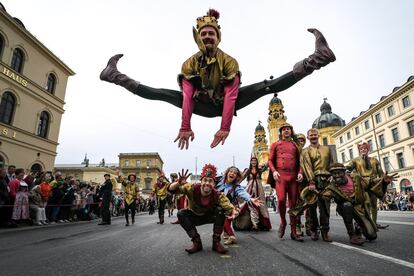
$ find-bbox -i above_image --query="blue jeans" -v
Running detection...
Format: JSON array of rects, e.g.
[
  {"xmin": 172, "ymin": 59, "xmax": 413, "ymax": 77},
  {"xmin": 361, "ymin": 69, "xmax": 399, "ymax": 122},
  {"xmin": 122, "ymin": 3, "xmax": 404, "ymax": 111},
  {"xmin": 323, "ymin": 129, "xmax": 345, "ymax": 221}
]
[{"xmin": 50, "ymin": 206, "xmax": 60, "ymax": 222}]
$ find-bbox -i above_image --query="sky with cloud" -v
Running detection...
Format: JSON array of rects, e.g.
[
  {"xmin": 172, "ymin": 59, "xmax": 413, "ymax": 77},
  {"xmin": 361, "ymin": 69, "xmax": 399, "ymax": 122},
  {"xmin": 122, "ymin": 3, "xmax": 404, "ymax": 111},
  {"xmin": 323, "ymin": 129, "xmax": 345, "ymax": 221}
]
[{"xmin": 3, "ymin": 0, "xmax": 413, "ymax": 174}]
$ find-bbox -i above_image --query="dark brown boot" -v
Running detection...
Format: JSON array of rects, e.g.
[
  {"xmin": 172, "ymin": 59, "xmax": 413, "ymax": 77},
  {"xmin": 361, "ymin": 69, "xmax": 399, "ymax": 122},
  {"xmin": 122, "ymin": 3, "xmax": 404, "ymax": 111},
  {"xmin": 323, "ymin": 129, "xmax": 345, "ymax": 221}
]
[
  {"xmin": 100, "ymin": 54, "xmax": 140, "ymax": 91},
  {"xmin": 321, "ymin": 231, "xmax": 332, "ymax": 242},
  {"xmin": 212, "ymin": 235, "xmax": 228, "ymax": 254},
  {"xmin": 290, "ymin": 217, "xmax": 304, "ymax": 242},
  {"xmin": 350, "ymin": 234, "xmax": 364, "ymax": 246},
  {"xmin": 212, "ymin": 225, "xmax": 228, "ymax": 254},
  {"xmin": 293, "ymin": 29, "xmax": 336, "ymax": 81},
  {"xmin": 157, "ymin": 216, "xmax": 164, "ymax": 225},
  {"xmin": 185, "ymin": 229, "xmax": 203, "ymax": 254},
  {"xmin": 185, "ymin": 236, "xmax": 203, "ymax": 254}
]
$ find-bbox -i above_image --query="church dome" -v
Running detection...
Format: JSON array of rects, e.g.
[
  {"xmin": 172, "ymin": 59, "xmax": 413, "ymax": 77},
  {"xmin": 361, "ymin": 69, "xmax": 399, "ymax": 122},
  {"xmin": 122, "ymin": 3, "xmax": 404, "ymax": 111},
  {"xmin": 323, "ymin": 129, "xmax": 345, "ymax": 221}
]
[
  {"xmin": 255, "ymin": 121, "xmax": 265, "ymax": 132},
  {"xmin": 312, "ymin": 99, "xmax": 345, "ymax": 129},
  {"xmin": 269, "ymin": 93, "xmax": 282, "ymax": 105}
]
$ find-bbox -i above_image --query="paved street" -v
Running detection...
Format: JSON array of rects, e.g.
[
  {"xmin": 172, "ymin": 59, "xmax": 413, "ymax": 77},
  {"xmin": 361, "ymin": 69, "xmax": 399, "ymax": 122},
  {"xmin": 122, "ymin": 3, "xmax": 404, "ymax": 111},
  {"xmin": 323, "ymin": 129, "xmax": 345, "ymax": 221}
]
[{"xmin": 0, "ymin": 208, "xmax": 413, "ymax": 276}]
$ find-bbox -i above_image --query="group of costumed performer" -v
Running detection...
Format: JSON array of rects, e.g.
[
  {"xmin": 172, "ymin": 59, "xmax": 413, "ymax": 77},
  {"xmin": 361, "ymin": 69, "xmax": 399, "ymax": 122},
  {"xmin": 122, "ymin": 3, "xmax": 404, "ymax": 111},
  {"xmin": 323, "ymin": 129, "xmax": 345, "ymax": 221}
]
[
  {"xmin": 100, "ymin": 9, "xmax": 336, "ymax": 150},
  {"xmin": 289, "ymin": 129, "xmax": 398, "ymax": 245}
]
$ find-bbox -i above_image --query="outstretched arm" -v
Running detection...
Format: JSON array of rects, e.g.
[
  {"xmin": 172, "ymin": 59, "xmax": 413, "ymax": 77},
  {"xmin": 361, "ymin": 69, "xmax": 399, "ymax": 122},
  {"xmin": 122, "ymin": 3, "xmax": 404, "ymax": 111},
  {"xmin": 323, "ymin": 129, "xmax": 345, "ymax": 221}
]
[{"xmin": 210, "ymin": 75, "xmax": 240, "ymax": 148}]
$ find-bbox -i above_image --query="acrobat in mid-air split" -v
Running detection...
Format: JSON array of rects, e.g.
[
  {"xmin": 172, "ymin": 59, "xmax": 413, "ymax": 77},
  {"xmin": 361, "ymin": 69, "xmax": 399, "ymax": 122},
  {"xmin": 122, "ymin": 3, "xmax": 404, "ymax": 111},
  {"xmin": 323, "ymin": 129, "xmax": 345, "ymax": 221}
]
[{"xmin": 100, "ymin": 9, "xmax": 336, "ymax": 149}]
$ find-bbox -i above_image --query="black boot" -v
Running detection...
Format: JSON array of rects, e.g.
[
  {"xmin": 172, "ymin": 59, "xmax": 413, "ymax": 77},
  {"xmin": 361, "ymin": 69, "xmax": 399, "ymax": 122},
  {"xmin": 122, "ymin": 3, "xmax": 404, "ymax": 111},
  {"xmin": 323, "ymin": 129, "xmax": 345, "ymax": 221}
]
[
  {"xmin": 293, "ymin": 29, "xmax": 336, "ymax": 81},
  {"xmin": 212, "ymin": 225, "xmax": 228, "ymax": 254},
  {"xmin": 100, "ymin": 54, "xmax": 140, "ymax": 92},
  {"xmin": 157, "ymin": 216, "xmax": 164, "ymax": 224},
  {"xmin": 278, "ymin": 222, "xmax": 287, "ymax": 238},
  {"xmin": 185, "ymin": 229, "xmax": 203, "ymax": 254},
  {"xmin": 310, "ymin": 229, "xmax": 319, "ymax": 241},
  {"xmin": 321, "ymin": 231, "xmax": 332, "ymax": 242},
  {"xmin": 354, "ymin": 222, "xmax": 362, "ymax": 237}
]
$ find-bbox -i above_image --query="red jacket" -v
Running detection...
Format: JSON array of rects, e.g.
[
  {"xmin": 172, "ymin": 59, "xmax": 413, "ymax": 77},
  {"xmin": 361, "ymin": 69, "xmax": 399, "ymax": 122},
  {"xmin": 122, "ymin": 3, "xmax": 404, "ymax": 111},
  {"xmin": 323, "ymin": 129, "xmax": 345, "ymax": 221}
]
[
  {"xmin": 8, "ymin": 179, "xmax": 20, "ymax": 200},
  {"xmin": 267, "ymin": 140, "xmax": 302, "ymax": 187}
]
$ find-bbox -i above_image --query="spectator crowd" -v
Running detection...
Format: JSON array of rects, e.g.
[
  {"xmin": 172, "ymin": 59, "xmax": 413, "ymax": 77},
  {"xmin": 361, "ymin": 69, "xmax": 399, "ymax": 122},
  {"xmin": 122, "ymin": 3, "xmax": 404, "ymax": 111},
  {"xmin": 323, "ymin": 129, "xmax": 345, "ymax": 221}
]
[
  {"xmin": 379, "ymin": 190, "xmax": 414, "ymax": 211},
  {"xmin": 0, "ymin": 165, "xmax": 153, "ymax": 228}
]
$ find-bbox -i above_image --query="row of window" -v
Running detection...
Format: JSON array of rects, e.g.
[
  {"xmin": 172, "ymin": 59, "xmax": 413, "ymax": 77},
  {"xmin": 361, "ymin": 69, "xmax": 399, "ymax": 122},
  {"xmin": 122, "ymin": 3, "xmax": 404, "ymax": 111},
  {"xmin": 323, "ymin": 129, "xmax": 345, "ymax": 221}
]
[
  {"xmin": 0, "ymin": 91, "xmax": 50, "ymax": 138},
  {"xmin": 340, "ymin": 150, "xmax": 407, "ymax": 171},
  {"xmin": 340, "ymin": 119, "xmax": 414, "ymax": 147},
  {"xmin": 339, "ymin": 120, "xmax": 414, "ymax": 163},
  {"xmin": 339, "ymin": 96, "xmax": 411, "ymax": 144},
  {"xmin": 0, "ymin": 34, "xmax": 57, "ymax": 94},
  {"xmin": 124, "ymin": 160, "xmax": 152, "ymax": 168},
  {"xmin": 377, "ymin": 120, "xmax": 414, "ymax": 148}
]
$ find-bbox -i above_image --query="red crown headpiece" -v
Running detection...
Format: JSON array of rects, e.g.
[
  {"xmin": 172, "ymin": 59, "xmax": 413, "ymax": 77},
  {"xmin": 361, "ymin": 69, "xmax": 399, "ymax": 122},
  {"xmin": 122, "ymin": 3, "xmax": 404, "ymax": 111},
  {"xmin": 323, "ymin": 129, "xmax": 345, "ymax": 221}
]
[{"xmin": 201, "ymin": 163, "xmax": 217, "ymax": 180}]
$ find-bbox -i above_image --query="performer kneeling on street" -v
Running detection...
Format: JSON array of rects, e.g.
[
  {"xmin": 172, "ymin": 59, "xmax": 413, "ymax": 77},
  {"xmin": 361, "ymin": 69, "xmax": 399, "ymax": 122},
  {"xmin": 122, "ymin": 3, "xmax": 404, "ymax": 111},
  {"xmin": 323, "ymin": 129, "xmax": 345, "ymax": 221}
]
[
  {"xmin": 216, "ymin": 166, "xmax": 263, "ymax": 245},
  {"xmin": 168, "ymin": 165, "xmax": 237, "ymax": 254},
  {"xmin": 324, "ymin": 163, "xmax": 397, "ymax": 245}
]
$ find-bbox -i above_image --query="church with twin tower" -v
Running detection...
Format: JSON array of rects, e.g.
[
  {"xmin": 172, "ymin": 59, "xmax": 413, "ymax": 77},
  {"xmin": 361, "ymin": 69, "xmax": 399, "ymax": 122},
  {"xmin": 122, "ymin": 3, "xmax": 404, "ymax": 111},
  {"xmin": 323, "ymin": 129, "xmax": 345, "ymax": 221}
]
[{"xmin": 252, "ymin": 93, "xmax": 345, "ymax": 186}]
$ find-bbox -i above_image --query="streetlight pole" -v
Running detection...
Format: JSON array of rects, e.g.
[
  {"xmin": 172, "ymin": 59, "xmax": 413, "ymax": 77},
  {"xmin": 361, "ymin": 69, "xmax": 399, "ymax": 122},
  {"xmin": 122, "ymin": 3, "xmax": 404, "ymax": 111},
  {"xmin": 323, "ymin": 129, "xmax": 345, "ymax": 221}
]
[{"xmin": 195, "ymin": 156, "xmax": 198, "ymax": 176}]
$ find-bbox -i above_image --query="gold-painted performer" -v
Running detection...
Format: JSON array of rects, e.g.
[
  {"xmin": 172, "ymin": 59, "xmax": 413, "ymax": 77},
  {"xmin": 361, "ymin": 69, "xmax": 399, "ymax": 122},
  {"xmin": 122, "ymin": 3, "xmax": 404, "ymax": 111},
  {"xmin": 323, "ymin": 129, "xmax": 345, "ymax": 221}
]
[
  {"xmin": 300, "ymin": 128, "xmax": 334, "ymax": 242},
  {"xmin": 347, "ymin": 142, "xmax": 397, "ymax": 229},
  {"xmin": 152, "ymin": 173, "xmax": 169, "ymax": 224},
  {"xmin": 118, "ymin": 173, "xmax": 140, "ymax": 226}
]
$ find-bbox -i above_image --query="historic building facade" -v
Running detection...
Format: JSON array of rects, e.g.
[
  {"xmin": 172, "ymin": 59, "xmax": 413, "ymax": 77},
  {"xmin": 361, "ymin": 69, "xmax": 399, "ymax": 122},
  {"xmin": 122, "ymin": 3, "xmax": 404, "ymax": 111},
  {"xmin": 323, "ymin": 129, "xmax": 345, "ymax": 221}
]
[
  {"xmin": 118, "ymin": 152, "xmax": 164, "ymax": 194},
  {"xmin": 0, "ymin": 4, "xmax": 74, "ymax": 171},
  {"xmin": 333, "ymin": 76, "xmax": 414, "ymax": 192},
  {"xmin": 54, "ymin": 163, "xmax": 119, "ymax": 188}
]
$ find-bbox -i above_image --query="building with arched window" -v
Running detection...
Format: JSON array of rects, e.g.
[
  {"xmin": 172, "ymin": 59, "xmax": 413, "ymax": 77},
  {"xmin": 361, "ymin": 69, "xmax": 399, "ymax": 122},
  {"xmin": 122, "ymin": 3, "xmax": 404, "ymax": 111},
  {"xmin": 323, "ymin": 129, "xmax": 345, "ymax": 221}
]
[{"xmin": 0, "ymin": 4, "xmax": 74, "ymax": 171}]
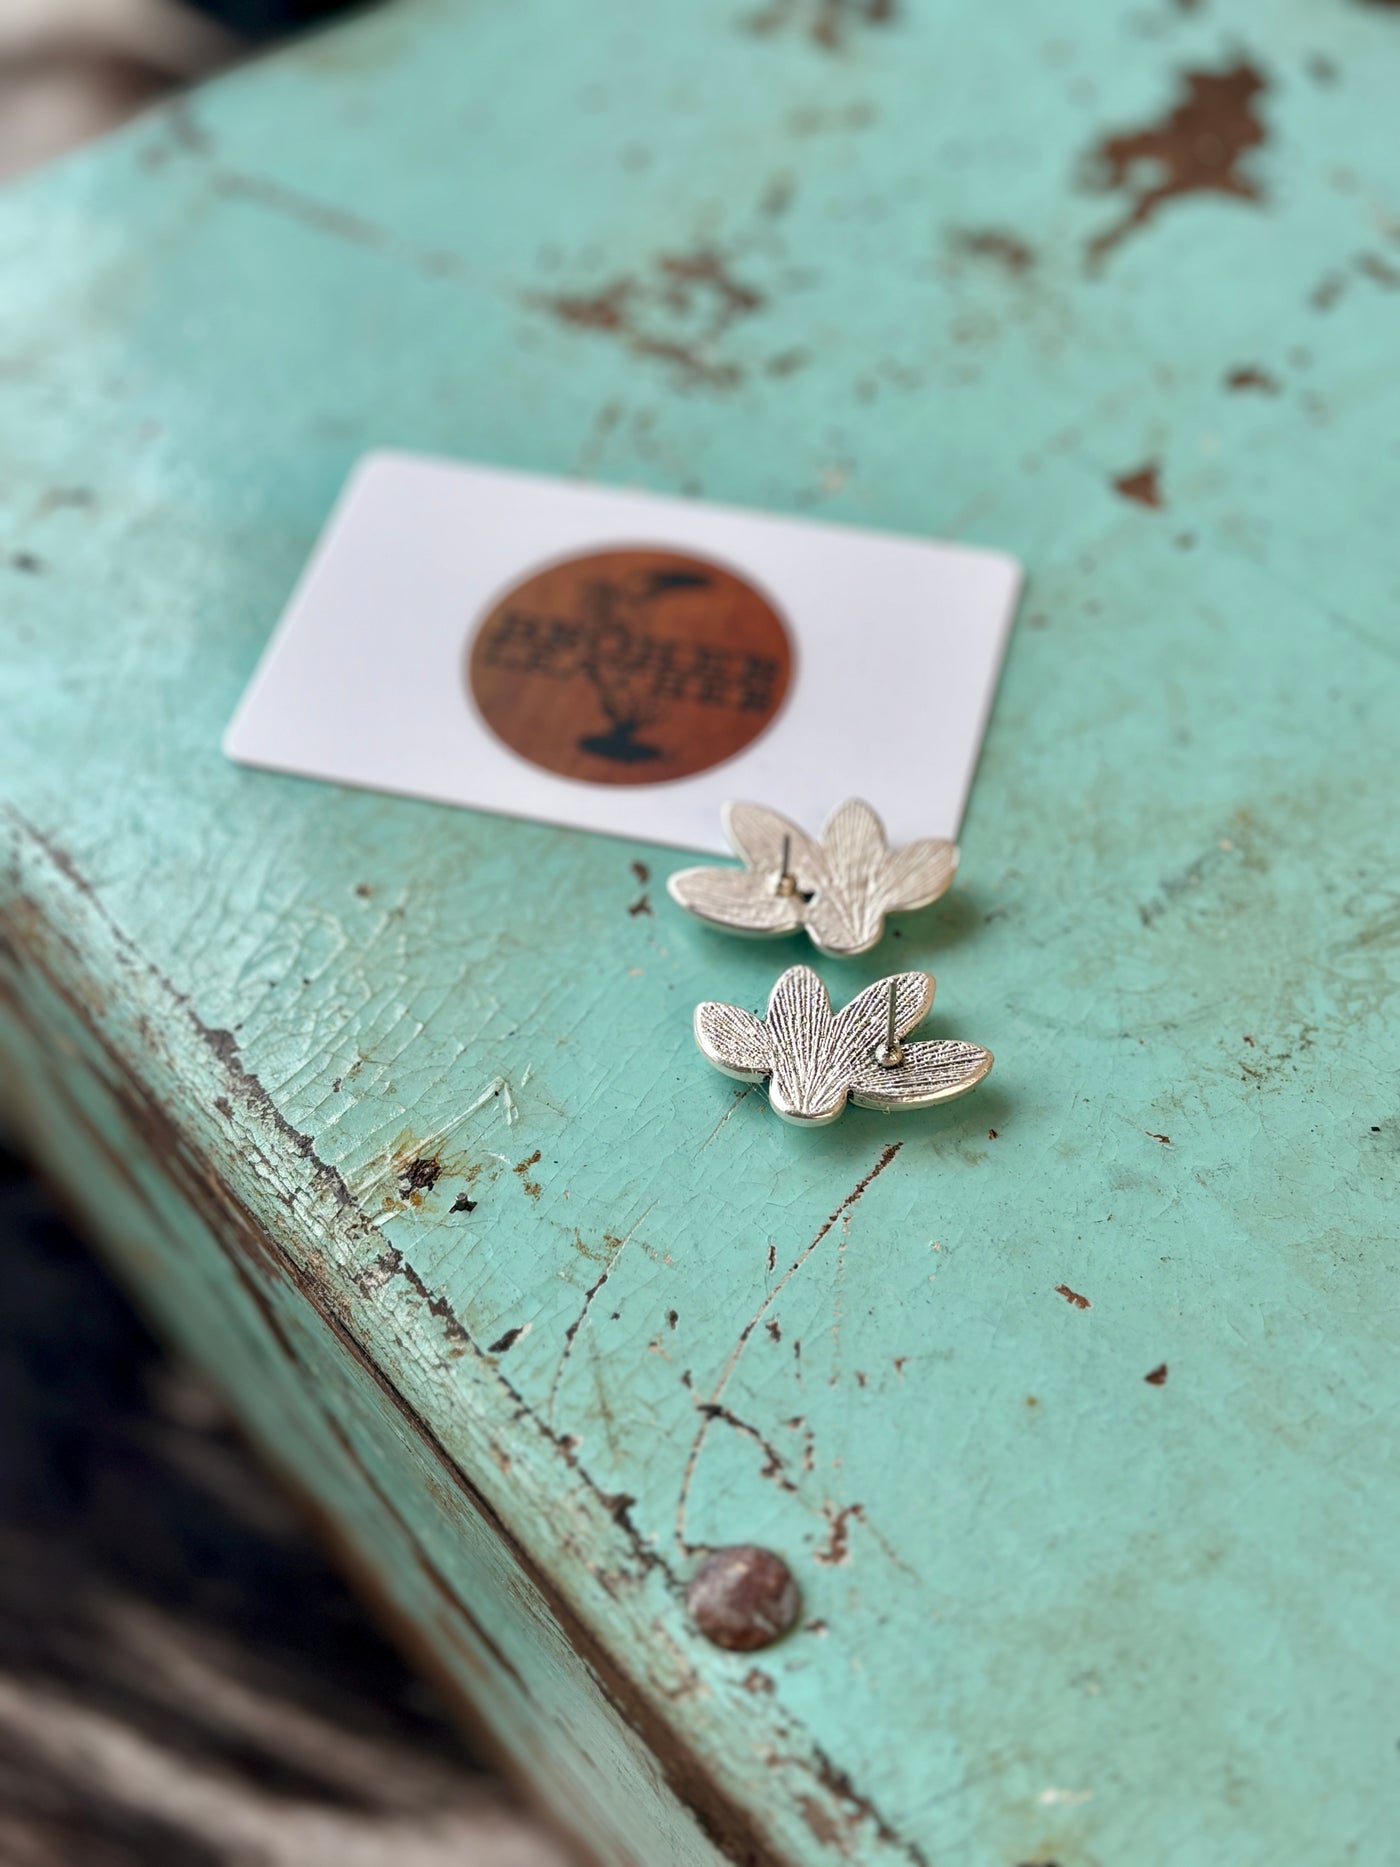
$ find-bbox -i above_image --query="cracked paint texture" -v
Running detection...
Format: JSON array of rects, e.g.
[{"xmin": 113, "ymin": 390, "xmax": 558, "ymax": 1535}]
[{"xmin": 3, "ymin": 0, "xmax": 1400, "ymax": 1863}]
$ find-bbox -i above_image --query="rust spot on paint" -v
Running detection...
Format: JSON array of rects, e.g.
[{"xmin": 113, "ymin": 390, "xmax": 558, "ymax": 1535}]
[
  {"xmin": 745, "ymin": 0, "xmax": 895, "ymax": 51},
  {"xmin": 1113, "ymin": 462, "xmax": 1164, "ymax": 509},
  {"xmin": 1055, "ymin": 1283, "xmax": 1092, "ymax": 1310},
  {"xmin": 536, "ymin": 246, "xmax": 765, "ymax": 389},
  {"xmin": 1225, "ymin": 364, "xmax": 1279, "ymax": 393},
  {"xmin": 1146, "ymin": 1130, "xmax": 1172, "ymax": 1144},
  {"xmin": 988, "ymin": 1127, "xmax": 999, "ymax": 1140},
  {"xmin": 686, "ymin": 1545, "xmax": 800, "ymax": 1650},
  {"xmin": 950, "ymin": 227, "xmax": 1036, "ymax": 274},
  {"xmin": 631, "ymin": 860, "xmax": 650, "ymax": 884},
  {"xmin": 814, "ymin": 1502, "xmax": 863, "ymax": 1565},
  {"xmin": 766, "ymin": 1318, "xmax": 782, "ymax": 1342},
  {"xmin": 1084, "ymin": 64, "xmax": 1269, "ymax": 267},
  {"xmin": 513, "ymin": 1149, "xmax": 543, "ymax": 1198},
  {"xmin": 661, "ymin": 249, "xmax": 763, "ymax": 315},
  {"xmin": 742, "ymin": 1667, "xmax": 776, "ymax": 1694},
  {"xmin": 489, "ymin": 1325, "xmax": 525, "ymax": 1354},
  {"xmin": 1145, "ymin": 1362, "xmax": 1169, "ymax": 1384},
  {"xmin": 627, "ymin": 892, "xmax": 653, "ymax": 917},
  {"xmin": 1311, "ymin": 272, "xmax": 1346, "ymax": 311},
  {"xmin": 1357, "ymin": 251, "xmax": 1400, "ymax": 288},
  {"xmin": 375, "ymin": 1130, "xmax": 493, "ymax": 1213},
  {"xmin": 398, "ymin": 1155, "xmax": 442, "ymax": 1201}
]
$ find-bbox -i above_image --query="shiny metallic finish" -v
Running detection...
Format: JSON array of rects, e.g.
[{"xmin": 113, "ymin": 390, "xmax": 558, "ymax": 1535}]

## WHAT TO DO
Look through the entries and find each line that has the string "with". Copy those lines.

## REPLY TO THE EXERCISE
$ find-bbox -i above_image --query="sky with cloud" -v
$ find-bbox -i above_image --query="church with twin tower" -v
$ find-bbox -i above_image --query="building with arched window" -v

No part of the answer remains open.